Problems to solve →
1) Decide whether each statement below agrees with the text on Khao Phansa candles in Ubon Ratchathani: (a) in the past, villagers made candles from beeswax taken from bees' nests; (b) the wick was put into the wax only after the wax had cooled; (c) people in Ubon Ratchathani present candles to monks on Khao Phansa Day. Give yes or no for each, with the deciding words of the text quoted exactly.
2) Write what comes next in the text on Khao Phansa candles in Ubon Ratchathani, starting after its final sentence.

Reading text →
The people of Ubon Ratchathani are the same as other Buddhists – when Khao Phansa Day arrives, they take candles and present them to monks. In the past, when it was impossible to buy ready-made candles, villagers would use beeswax taken from bees’ nests. They would melt the beeswax and then immerse a length of cotton to be used as a wick into the molten beeswax. Next, the wax would be left until it was cool enough to be rolled by hand, surrounding the wick completely.

Following that, the candles were cut to the required length and they were then ready for presentation to monks.

Data rows →

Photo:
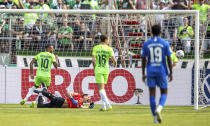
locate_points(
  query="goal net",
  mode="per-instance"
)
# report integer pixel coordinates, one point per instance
(73, 33)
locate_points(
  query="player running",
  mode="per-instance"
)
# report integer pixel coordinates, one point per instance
(43, 73)
(154, 53)
(100, 58)
(73, 100)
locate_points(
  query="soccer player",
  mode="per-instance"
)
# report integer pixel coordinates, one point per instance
(100, 58)
(73, 100)
(154, 53)
(43, 73)
(174, 58)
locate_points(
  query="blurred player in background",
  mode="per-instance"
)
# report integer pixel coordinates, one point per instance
(100, 58)
(154, 53)
(43, 73)
(73, 100)
(174, 58)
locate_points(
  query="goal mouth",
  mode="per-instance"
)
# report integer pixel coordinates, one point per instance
(73, 33)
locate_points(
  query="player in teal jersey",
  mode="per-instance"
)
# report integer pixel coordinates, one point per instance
(43, 73)
(100, 58)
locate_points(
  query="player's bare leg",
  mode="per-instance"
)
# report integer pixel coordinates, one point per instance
(153, 103)
(106, 105)
(161, 104)
(30, 92)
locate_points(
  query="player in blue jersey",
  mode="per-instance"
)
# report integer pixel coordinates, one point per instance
(154, 53)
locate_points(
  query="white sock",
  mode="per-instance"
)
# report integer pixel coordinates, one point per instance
(104, 97)
(40, 94)
(30, 92)
(159, 108)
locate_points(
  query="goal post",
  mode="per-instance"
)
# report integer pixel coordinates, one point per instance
(114, 23)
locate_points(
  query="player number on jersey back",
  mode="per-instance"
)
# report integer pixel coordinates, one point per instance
(44, 63)
(155, 54)
(102, 60)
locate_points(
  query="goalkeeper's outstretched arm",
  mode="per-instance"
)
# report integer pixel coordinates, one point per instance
(114, 61)
(94, 61)
(31, 68)
(55, 64)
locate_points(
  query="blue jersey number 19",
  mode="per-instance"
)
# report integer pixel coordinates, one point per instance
(155, 54)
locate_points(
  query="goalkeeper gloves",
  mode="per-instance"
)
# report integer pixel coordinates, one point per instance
(91, 105)
(74, 101)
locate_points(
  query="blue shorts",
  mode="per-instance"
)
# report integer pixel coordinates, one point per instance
(160, 81)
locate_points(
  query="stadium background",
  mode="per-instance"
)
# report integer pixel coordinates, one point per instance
(16, 54)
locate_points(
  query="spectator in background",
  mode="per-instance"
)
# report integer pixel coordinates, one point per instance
(51, 23)
(141, 5)
(76, 26)
(65, 34)
(42, 6)
(203, 8)
(26, 4)
(20, 32)
(129, 4)
(53, 3)
(39, 35)
(4, 45)
(103, 4)
(5, 3)
(70, 3)
(185, 34)
(180, 5)
(59, 5)
(77, 5)
(82, 37)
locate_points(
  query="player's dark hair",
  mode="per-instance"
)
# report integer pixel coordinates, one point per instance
(84, 95)
(156, 30)
(103, 38)
(48, 45)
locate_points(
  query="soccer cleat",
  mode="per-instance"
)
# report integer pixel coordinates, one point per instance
(159, 117)
(155, 119)
(44, 85)
(103, 108)
(109, 108)
(32, 104)
(23, 102)
(36, 91)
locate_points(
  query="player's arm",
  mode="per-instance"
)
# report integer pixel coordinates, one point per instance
(94, 57)
(143, 69)
(94, 61)
(170, 68)
(70, 96)
(31, 68)
(55, 64)
(114, 61)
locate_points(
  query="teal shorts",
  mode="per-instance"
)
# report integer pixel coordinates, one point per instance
(101, 78)
(39, 80)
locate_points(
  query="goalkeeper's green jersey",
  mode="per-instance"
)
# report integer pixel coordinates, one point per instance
(102, 53)
(45, 60)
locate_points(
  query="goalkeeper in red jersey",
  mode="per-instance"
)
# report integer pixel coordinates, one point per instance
(73, 100)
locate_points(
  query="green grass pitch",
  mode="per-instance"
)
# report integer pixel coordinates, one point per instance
(121, 115)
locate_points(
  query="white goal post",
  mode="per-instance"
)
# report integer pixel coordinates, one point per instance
(195, 13)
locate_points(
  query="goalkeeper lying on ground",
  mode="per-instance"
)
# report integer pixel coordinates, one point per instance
(73, 100)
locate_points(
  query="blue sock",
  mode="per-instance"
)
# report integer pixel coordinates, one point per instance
(152, 105)
(163, 98)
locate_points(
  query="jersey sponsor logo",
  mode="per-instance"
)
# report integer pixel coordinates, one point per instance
(65, 78)
(205, 89)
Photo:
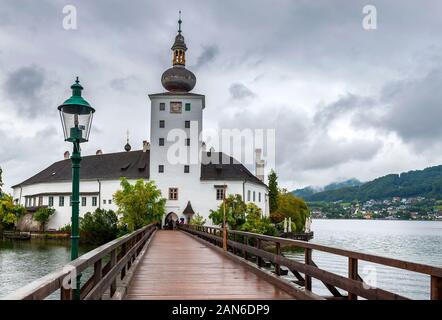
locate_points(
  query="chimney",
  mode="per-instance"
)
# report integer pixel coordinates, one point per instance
(259, 165)
(146, 145)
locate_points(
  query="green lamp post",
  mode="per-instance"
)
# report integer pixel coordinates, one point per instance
(76, 118)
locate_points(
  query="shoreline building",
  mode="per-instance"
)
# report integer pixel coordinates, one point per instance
(192, 182)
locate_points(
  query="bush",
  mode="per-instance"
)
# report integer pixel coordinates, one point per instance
(235, 212)
(9, 212)
(66, 228)
(256, 223)
(43, 215)
(99, 227)
(293, 207)
(198, 220)
(140, 203)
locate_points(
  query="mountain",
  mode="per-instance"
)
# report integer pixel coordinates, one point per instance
(309, 191)
(426, 183)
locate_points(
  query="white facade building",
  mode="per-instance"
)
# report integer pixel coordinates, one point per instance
(189, 177)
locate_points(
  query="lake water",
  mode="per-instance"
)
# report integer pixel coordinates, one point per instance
(416, 241)
(21, 262)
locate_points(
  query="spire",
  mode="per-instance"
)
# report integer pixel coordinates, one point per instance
(179, 23)
(127, 147)
(178, 78)
(179, 46)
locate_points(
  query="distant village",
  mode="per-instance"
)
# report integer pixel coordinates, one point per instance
(396, 208)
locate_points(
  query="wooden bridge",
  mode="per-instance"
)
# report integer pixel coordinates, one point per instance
(191, 264)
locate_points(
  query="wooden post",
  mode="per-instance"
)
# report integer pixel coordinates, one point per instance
(123, 254)
(224, 220)
(65, 294)
(246, 242)
(436, 288)
(113, 261)
(352, 274)
(278, 253)
(234, 240)
(259, 259)
(98, 272)
(308, 260)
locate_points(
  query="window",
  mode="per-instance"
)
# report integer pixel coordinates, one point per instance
(173, 193)
(220, 193)
(176, 107)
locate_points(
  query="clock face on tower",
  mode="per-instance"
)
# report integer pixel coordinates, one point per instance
(176, 107)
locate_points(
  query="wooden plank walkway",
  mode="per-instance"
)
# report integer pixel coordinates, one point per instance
(176, 266)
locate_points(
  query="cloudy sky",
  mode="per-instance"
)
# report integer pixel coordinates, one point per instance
(345, 101)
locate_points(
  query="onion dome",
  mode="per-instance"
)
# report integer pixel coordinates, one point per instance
(178, 78)
(127, 147)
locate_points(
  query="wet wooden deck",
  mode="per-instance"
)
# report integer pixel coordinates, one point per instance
(176, 266)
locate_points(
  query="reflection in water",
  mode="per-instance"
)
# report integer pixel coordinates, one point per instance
(21, 262)
(419, 241)
(416, 241)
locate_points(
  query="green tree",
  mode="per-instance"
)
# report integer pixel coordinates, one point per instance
(99, 227)
(43, 215)
(9, 212)
(256, 223)
(235, 212)
(293, 207)
(273, 191)
(198, 220)
(1, 183)
(133, 200)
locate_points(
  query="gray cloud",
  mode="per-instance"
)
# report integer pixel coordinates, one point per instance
(207, 56)
(121, 84)
(239, 91)
(313, 64)
(24, 86)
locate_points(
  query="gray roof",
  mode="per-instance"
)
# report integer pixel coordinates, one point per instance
(219, 166)
(132, 165)
(135, 165)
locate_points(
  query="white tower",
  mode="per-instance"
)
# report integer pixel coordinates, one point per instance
(176, 125)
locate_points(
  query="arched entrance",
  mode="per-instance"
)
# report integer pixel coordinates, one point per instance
(171, 220)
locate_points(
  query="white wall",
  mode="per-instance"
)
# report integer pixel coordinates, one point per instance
(62, 214)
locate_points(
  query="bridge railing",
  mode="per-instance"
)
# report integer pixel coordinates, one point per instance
(110, 262)
(251, 246)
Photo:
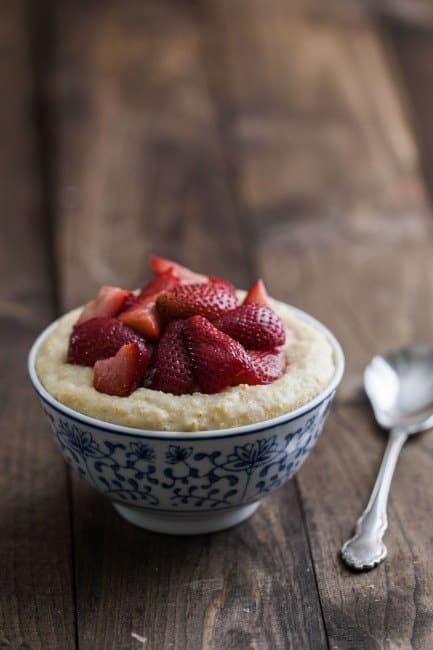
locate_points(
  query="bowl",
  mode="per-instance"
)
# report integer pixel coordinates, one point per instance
(188, 483)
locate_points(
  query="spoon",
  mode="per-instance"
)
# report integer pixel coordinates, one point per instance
(399, 386)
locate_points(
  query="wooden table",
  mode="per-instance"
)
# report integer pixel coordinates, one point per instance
(291, 140)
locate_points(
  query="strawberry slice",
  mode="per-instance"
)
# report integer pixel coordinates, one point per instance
(210, 300)
(144, 317)
(217, 360)
(100, 338)
(267, 366)
(108, 303)
(171, 365)
(256, 326)
(162, 282)
(130, 300)
(257, 293)
(122, 374)
(185, 276)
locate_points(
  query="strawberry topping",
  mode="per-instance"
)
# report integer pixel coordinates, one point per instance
(122, 374)
(257, 293)
(100, 338)
(199, 337)
(186, 276)
(209, 300)
(171, 365)
(256, 326)
(130, 300)
(217, 360)
(108, 303)
(162, 282)
(144, 318)
(267, 366)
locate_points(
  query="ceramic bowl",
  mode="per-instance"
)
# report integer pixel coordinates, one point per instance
(188, 483)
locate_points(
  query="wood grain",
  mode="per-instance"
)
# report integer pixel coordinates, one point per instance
(141, 170)
(411, 49)
(139, 165)
(327, 175)
(36, 597)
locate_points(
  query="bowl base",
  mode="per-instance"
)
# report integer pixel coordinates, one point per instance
(185, 523)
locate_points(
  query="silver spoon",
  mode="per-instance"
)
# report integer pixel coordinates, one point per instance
(399, 386)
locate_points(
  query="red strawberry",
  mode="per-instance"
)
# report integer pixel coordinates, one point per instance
(228, 286)
(209, 300)
(143, 317)
(122, 374)
(100, 338)
(171, 366)
(162, 282)
(256, 326)
(108, 303)
(267, 366)
(217, 360)
(130, 300)
(257, 293)
(186, 276)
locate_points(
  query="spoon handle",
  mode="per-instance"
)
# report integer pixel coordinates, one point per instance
(366, 549)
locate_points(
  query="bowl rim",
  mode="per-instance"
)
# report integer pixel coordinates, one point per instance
(199, 434)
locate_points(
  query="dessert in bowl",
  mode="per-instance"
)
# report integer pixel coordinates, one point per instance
(188, 402)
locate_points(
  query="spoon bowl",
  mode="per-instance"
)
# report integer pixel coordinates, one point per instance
(399, 386)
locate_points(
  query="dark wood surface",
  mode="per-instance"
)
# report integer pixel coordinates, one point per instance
(288, 140)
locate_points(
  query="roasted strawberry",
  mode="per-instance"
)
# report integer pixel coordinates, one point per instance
(227, 285)
(257, 294)
(209, 300)
(108, 303)
(100, 338)
(162, 282)
(218, 361)
(256, 326)
(267, 366)
(122, 374)
(186, 276)
(130, 300)
(171, 365)
(144, 318)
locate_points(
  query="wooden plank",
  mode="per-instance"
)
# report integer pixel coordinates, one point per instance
(141, 170)
(36, 596)
(411, 49)
(327, 176)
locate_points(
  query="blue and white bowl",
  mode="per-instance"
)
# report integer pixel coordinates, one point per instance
(188, 483)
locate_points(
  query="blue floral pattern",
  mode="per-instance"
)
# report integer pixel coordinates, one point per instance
(206, 474)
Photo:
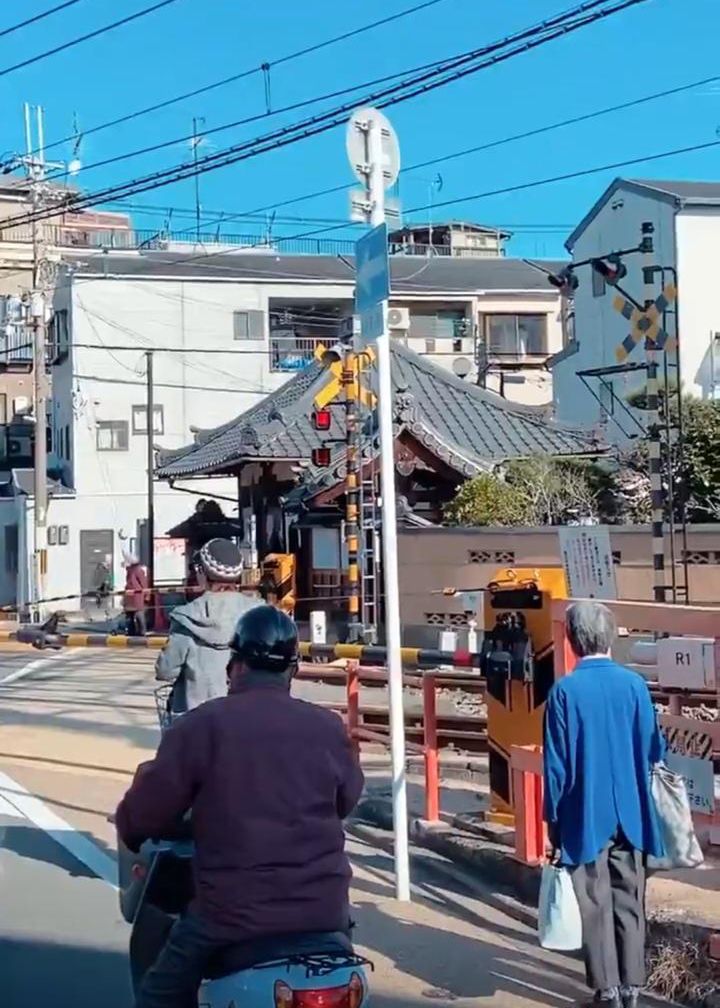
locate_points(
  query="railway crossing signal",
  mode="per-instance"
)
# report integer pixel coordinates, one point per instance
(645, 324)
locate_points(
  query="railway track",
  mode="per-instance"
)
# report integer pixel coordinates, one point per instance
(465, 733)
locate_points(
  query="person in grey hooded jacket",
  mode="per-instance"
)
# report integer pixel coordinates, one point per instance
(196, 656)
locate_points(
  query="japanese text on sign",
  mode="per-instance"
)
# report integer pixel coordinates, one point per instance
(587, 559)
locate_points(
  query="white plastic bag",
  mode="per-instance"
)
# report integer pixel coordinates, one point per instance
(559, 922)
(675, 819)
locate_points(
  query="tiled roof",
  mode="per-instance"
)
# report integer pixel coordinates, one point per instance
(690, 192)
(677, 194)
(467, 426)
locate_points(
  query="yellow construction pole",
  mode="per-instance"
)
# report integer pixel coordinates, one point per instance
(350, 380)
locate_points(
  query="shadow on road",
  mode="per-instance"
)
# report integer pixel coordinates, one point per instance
(23, 841)
(63, 976)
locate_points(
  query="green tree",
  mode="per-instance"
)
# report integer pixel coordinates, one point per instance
(695, 470)
(488, 500)
(560, 490)
(535, 491)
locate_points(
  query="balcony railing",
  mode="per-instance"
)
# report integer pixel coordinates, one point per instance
(73, 236)
(293, 353)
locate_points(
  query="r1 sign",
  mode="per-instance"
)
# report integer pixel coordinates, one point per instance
(688, 662)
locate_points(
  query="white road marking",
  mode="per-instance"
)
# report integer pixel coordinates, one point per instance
(36, 664)
(533, 987)
(84, 850)
(7, 809)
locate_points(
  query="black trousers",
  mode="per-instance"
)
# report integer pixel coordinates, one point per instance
(611, 895)
(136, 623)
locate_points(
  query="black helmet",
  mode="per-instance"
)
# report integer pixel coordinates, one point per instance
(265, 639)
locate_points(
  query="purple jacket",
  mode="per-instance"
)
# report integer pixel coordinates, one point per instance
(269, 780)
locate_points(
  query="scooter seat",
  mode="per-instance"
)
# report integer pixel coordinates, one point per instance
(246, 955)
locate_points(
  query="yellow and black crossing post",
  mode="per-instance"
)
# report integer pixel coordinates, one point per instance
(351, 379)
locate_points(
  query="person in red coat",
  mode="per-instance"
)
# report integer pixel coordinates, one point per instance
(135, 598)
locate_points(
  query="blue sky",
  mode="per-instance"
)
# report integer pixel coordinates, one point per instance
(661, 43)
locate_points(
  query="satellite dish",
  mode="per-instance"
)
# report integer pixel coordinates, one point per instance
(462, 367)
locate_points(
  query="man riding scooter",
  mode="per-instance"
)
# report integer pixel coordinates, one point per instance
(268, 779)
(196, 656)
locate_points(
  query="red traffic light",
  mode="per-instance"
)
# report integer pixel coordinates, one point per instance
(322, 419)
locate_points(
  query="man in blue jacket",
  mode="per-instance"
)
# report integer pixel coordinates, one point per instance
(601, 740)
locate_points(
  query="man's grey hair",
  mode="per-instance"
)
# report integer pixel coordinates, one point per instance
(591, 628)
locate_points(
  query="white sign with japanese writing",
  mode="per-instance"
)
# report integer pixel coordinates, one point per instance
(699, 780)
(587, 559)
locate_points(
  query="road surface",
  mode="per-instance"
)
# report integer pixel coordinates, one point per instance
(73, 728)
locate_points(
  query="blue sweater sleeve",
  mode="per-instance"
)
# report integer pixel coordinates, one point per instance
(653, 739)
(556, 754)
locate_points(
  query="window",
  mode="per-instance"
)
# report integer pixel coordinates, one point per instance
(58, 343)
(442, 324)
(112, 435)
(516, 335)
(11, 547)
(248, 325)
(326, 549)
(139, 419)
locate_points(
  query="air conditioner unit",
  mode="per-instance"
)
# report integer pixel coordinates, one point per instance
(398, 319)
(462, 367)
(19, 447)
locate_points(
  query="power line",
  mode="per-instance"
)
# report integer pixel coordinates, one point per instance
(459, 68)
(37, 17)
(244, 74)
(526, 134)
(84, 38)
(256, 117)
(644, 158)
(478, 196)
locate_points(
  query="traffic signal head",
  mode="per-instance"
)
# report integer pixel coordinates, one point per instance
(322, 418)
(320, 457)
(611, 268)
(565, 280)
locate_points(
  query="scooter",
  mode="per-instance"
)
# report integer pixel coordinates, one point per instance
(300, 971)
(296, 971)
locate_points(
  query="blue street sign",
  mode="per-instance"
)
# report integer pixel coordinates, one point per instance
(372, 279)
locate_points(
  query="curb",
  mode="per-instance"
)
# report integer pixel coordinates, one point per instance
(480, 864)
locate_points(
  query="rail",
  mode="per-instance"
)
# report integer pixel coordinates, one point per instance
(431, 669)
(526, 762)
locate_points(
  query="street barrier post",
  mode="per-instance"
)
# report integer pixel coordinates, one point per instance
(432, 770)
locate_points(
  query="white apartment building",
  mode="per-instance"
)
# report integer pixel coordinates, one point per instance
(225, 330)
(686, 220)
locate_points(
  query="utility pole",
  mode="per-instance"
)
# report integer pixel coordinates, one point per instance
(654, 447)
(42, 273)
(150, 426)
(374, 157)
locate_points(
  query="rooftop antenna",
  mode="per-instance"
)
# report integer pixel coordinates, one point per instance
(75, 164)
(195, 143)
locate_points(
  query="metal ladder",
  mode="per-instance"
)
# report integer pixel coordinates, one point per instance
(369, 556)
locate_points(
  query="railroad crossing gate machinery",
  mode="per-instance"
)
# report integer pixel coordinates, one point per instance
(277, 581)
(519, 669)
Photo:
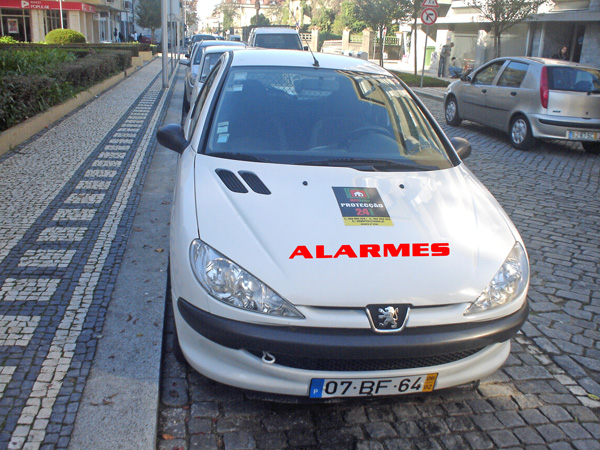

Outputs for the tasks →
1)
(a) Yes: "villagers would use beeswax taken from bees’ nests"
(b) No: "immerse a length of cotton to be used as a wick into the molten beeswax"
(c) Yes: "when Khao Phansa Day arrives, they take candles and present them to monks"

2)
Presenting candles to monks in the past did not include a parade and candle contest like we have at present. It was just a presentation of candles along with other offerings to monks and receiving blessings from the monks, followed by the journey home. The reason that there must be a parade and a contest like we have today came about during the reign of Rama V, when the King’s grandson, Prince Sappasittiprasong, was made governor and came to rule over the Lao Kao circle, which was established in the town of Ubon Ratchathani. He saw the injuries and deaths that the villagers suffered during the traditional rocket festival. The injuries and deaths were due to rockets that exploded and fell onto houses; other injuries and deaths were due to arguments and fights due to drinking excessive alcohol; sometimes it was due to playing with excessive energy in the mud; or, amusement with wooden dolls produced to look like they were making love. The Prince decided that these stories were bad, inappropriate, and ordered the rocket festival to stop, and for a candle festival with candles being presented to monks to take its place.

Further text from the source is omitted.